- **RECORDS PROVIDED**:
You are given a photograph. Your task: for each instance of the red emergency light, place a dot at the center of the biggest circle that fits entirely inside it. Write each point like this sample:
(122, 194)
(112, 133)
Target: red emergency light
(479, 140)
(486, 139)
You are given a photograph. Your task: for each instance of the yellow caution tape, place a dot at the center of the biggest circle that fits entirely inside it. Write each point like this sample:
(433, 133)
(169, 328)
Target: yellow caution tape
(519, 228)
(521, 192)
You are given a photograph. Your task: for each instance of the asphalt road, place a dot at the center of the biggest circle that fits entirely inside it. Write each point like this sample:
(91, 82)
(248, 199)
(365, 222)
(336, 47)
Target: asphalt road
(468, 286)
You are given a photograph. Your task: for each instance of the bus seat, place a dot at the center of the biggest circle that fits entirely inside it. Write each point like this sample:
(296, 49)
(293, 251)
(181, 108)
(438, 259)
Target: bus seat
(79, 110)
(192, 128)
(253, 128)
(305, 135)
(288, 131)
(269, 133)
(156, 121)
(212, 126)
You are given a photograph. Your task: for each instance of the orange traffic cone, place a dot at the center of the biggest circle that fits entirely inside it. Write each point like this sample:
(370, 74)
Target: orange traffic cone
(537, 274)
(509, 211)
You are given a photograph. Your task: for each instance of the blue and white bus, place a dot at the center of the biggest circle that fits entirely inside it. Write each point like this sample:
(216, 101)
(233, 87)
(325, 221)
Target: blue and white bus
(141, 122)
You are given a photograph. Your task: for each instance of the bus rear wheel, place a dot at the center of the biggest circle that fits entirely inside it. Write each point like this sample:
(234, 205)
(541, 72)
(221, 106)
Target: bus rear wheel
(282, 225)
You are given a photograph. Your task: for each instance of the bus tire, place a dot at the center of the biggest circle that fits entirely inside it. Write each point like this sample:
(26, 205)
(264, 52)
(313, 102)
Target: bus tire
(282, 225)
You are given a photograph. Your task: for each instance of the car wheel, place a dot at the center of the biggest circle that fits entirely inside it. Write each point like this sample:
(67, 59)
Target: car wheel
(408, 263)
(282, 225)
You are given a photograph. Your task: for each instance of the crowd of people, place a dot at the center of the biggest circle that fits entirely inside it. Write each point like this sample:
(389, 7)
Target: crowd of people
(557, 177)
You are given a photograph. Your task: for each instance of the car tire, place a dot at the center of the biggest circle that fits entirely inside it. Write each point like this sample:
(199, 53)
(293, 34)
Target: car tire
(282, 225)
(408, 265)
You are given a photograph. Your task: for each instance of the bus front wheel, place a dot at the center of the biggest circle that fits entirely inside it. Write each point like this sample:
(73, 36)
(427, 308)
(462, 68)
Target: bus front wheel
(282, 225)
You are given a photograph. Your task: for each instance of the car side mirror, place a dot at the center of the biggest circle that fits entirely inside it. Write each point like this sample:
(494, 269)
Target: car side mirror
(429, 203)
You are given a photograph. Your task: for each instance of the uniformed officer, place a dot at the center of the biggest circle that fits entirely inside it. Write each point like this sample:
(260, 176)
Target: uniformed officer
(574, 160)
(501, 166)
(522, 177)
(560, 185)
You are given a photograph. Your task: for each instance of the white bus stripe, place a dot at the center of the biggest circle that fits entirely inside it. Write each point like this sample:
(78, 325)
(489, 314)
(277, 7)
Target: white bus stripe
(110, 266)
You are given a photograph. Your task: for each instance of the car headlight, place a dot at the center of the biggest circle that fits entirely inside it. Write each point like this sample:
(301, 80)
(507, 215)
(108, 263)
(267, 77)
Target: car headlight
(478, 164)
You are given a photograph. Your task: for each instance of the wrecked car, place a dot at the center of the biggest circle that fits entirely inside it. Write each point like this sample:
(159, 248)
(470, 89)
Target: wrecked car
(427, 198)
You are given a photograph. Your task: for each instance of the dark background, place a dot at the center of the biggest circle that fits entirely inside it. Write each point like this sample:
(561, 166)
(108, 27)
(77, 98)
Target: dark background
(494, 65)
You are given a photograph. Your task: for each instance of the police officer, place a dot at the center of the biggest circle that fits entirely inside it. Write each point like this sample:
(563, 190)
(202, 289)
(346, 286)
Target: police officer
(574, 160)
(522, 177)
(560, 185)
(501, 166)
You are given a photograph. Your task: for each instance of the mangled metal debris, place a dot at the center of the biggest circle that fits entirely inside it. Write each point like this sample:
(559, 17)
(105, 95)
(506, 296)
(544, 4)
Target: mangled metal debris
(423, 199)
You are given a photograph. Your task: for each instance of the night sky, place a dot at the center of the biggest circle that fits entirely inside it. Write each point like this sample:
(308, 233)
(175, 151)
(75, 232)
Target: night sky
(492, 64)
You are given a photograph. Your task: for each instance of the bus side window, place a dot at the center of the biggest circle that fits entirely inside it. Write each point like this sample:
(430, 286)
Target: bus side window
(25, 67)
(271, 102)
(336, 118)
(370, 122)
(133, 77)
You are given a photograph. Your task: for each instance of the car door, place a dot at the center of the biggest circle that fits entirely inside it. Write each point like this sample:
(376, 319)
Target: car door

- **YOUR OBJECTIVE**:
Working through the entries above, copy every line in which "door" is found.

- **EXPECTED OUTPUT**:
You are given a photograph. Your task: for each instance of the car door, place a dot at the center of the biggest circle that fits entirely inside it. Write each point like this sample:
Target: car door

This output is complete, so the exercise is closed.